### What this exercise asks
• a. Write out the stretch of the article on reading Scripture from "Here is what" through "each of these.", swapping "prayer" for "meditation".
• b. Carry the article on reading Scripture forward, writing the part that comes after its last sentence.

### Source document
And that’s what I was trying to do, possibly unsuccessfully. I attach the following article for an on-line PLTS newsletter for our TEEM program (Theological Education for Emerging Ministries), which gave me the opportunity to think through what I was trying to do. I tried to think through for myself the difference between a literalistic approach and an “anything goes” approach.
Re: the medieval paintings on discipleship. Your interpretation is an intriguing one. The Catholic Church didn’t commission these paintings, though, and Carraveggio was no prince of the church.
What he captured is how terrifying discipleship can be — and often is. It scared even Jesus, hence the cry of abandonment from the cross recorded in Mark’s Gospel. He felt forsaken; I have felt that too. The paintings express that; in doing so they express a truth that doesn’t depend on literacy.
Finally, I teach in an ecumenical setting, and I have learned the hard way to be very careful of criticizing something by calling it “Southern Baptist” or “Catholic.” I know people in both traditions, and there are as many varieties of “Southern Baptist” and “Catholic” as there are of “Lutherans.”
I hope this helps — feel free to share it. And thanks for being in conversation.
Blessings,
Martha Stortz
Reading for your life: The Bible live!
I have just finished a Bible study on the beatitudes in Matthew’s gospel, and a lot of my summer has gone to training Bible study leaders. As I walk up and down in the church, I am again and again asked: “How did you put all this together?” I’ve been running too hard to come up with an answer on the spot, but dead time in airports offers lots of time for reflection.
Here is what I’ve come up with: I want people to read Scripture for life. That takes information, imagination, and prayer. Let’s unpack each of these.
Information:
Information is certainly the starting point for any serious interpretation of Scripture. Knowing the biblical languages allows you to read nuances of the text which may have escaped the settled prejudices of translators. Knowing the historical contexts opens the collision of worlds behind the written word: Greco-Roman, Hellenistic, Hebrew. Finally, knowing the terrain of the Holy Land – which I know only from the work of archaeologists, geographers, and photographers — shows the “fierce landscapes” of that terrain. Then and now, space shapes spirituality. An argument that might fly in the bustling, cosmopolitan streets of first-century Rome would not work at all in the far reaches of the Sinai Desert. All these kinds of knowing illumine a text.
But you can’t stop with information, lest the living word of Scripture become an dusty relic, imprisoned in the tomb of the past. My late New Testament colleague Robert Smith used to joke: “We have to remind ourselves that the manger held a baby. Not a book.” Imagination and prayer enliven a text, giving us the baby instead of the book.
Imagination:
As a writer, I attend to metaphor, those precise words that allow a visible object to point to something invisible. I love finding exactly the right metaphor that allows my students to “see” something that could not be caught by the ordinary eye. Consider the vision you gain from a familiar description: “My love is like a red, red rose.” You see the intensity of color and delicacy of the petals. Perhaps you even smell the sun-drenched fragrance. And then, the possibility of thorns….

### Recorded data
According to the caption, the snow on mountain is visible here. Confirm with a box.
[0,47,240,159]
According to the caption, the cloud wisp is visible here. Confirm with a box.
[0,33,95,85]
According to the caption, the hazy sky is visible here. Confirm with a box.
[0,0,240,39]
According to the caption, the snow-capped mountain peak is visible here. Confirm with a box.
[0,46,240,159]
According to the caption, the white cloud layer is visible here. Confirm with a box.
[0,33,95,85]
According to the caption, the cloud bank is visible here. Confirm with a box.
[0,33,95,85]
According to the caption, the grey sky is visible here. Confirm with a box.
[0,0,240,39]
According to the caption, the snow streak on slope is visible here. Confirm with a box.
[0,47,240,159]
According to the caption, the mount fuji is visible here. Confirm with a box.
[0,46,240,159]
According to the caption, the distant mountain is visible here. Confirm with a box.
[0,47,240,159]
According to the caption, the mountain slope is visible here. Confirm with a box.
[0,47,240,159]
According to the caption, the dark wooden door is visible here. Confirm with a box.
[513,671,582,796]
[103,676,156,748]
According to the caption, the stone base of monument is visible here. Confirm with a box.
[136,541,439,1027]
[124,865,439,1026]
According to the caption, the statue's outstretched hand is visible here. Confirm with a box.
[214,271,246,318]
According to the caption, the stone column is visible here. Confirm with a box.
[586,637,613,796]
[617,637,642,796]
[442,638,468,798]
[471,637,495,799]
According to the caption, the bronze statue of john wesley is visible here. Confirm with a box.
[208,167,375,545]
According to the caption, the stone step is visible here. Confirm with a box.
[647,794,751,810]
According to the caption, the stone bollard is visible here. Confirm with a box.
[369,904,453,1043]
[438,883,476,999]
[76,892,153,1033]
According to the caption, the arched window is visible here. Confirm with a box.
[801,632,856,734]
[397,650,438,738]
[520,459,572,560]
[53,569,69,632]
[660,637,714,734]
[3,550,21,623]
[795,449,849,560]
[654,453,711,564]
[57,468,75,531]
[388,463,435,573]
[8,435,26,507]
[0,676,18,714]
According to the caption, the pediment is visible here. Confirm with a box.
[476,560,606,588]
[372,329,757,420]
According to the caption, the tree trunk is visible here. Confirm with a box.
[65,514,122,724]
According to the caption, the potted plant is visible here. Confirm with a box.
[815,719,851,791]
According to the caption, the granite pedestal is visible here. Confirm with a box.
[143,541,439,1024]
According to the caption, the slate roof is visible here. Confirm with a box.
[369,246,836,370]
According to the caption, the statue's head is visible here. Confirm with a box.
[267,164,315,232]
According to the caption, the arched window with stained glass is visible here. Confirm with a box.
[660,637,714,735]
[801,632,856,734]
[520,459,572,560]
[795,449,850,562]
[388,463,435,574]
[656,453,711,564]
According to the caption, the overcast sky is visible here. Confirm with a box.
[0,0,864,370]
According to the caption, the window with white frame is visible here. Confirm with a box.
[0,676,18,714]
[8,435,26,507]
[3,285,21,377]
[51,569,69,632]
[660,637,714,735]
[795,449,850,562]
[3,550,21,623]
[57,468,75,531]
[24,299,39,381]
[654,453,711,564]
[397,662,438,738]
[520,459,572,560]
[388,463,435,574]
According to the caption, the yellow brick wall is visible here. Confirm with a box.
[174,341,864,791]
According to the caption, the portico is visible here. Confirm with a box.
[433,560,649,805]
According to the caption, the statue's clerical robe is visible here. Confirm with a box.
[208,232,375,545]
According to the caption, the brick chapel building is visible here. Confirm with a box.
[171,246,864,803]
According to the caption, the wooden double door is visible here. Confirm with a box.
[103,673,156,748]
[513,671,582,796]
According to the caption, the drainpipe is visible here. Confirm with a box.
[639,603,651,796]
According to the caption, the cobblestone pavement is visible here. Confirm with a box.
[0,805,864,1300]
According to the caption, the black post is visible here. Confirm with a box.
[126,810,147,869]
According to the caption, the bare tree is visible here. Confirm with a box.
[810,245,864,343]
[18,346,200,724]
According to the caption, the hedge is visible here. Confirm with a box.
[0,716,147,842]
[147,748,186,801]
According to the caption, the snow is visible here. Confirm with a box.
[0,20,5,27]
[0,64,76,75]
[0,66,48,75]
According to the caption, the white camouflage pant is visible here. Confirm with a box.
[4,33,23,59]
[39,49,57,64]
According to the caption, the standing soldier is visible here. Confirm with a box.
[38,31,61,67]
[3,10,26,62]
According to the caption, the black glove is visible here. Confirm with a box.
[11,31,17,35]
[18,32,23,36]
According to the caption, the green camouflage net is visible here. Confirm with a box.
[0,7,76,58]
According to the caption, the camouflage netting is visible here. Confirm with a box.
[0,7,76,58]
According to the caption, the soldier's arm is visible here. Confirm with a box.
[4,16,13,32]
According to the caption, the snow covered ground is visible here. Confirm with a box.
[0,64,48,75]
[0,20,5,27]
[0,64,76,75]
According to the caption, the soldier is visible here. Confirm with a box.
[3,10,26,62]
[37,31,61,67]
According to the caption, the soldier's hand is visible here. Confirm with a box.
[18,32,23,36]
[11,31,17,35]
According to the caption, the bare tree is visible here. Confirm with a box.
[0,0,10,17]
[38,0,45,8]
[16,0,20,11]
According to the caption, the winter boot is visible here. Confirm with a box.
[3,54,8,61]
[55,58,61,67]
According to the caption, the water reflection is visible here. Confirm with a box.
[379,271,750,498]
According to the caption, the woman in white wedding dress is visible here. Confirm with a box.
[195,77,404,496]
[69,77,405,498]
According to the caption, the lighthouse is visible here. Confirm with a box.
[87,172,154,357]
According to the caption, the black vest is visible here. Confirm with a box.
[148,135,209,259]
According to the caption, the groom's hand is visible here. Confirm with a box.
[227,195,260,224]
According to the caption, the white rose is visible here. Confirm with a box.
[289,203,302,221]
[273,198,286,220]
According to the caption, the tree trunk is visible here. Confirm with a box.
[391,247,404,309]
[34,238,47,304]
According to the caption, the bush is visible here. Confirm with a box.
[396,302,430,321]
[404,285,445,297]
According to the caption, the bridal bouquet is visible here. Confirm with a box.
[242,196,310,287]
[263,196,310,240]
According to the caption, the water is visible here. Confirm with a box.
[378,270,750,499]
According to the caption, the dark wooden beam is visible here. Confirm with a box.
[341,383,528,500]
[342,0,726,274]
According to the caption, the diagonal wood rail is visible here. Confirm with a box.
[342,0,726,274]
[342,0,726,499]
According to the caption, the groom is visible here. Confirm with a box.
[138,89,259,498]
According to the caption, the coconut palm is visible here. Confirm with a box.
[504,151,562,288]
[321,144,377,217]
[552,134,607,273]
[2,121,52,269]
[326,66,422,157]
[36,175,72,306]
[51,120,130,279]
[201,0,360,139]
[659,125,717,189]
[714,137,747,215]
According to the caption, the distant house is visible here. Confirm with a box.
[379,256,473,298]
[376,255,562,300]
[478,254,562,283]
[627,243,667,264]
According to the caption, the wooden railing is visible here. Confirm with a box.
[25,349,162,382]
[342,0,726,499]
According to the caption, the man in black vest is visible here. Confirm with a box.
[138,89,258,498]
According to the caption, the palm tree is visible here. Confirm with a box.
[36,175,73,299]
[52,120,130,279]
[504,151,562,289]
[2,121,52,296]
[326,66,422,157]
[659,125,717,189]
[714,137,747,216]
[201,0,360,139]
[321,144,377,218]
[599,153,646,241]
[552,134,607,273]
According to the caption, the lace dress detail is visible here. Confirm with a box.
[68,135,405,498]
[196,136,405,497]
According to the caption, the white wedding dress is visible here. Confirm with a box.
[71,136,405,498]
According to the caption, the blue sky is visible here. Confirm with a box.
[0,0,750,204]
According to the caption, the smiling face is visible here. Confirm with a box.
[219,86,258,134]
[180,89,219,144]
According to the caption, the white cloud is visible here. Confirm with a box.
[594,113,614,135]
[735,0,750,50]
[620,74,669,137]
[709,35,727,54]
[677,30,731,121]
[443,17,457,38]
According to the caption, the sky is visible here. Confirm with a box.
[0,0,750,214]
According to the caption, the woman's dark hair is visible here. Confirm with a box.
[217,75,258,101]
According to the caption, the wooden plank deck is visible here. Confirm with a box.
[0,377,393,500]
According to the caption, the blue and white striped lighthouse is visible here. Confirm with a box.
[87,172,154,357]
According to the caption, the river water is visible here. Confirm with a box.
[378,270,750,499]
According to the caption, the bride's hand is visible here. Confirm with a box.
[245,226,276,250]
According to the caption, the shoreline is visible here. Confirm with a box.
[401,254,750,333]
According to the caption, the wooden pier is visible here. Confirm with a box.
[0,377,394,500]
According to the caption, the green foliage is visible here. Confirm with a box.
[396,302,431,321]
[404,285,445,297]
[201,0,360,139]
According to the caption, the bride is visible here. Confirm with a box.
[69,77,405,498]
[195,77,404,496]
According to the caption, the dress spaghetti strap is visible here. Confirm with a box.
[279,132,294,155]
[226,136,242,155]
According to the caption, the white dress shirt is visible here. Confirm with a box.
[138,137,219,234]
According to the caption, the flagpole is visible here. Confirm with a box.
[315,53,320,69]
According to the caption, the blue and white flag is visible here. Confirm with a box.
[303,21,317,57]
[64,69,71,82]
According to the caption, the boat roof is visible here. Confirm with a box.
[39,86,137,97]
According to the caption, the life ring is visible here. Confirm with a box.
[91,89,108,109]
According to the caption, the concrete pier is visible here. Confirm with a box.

### The results
• a.
Here is what I’ve come up with: I want people to read Scripture for life. That takes information, imagination, and meditation. Let’s unpack each of these.

• b.
Reading Scripture for life demands a well-tutored imagination, and imagination works analogically. It “catches the rhyme” between what the import of biblical words in biblical times and what those words might mean in our times. The hard sayings in Jesus’ beatitudes were related to a specific audience in a very particular situation. What’s the relationship between those words and that time? And what would be a similar relationship in our own times?
The well-tutored imagination allows a middle course between biblical literalism on one hand, and biblical irrelevance on the other. As my own late husband and Roman Catholic moral theologian Bill Spohn astutely observed, Jesus advises the young lawyer to whom he directed the parable of the Good Samaritan (Luke 10:25-37) to “Go and do likewise” (:37). He doesn’t counsel him to “Go and do exactly the same thing,” which might be the approach of biblical literalism. He also doesn’t tell him “Go and do whatever you want!” advice that would relieve those convinced that the Bible has nothing to say to the present. Rather, Jesus asks the young lawyer to attend to what mercy demands in the parable – and act in ways that would be similar in the situations in which he finds himself. Mark Twain opined that “history doesn’t repeat itself – but it does rhyme.” A well-tutored imagination catches the rhyme.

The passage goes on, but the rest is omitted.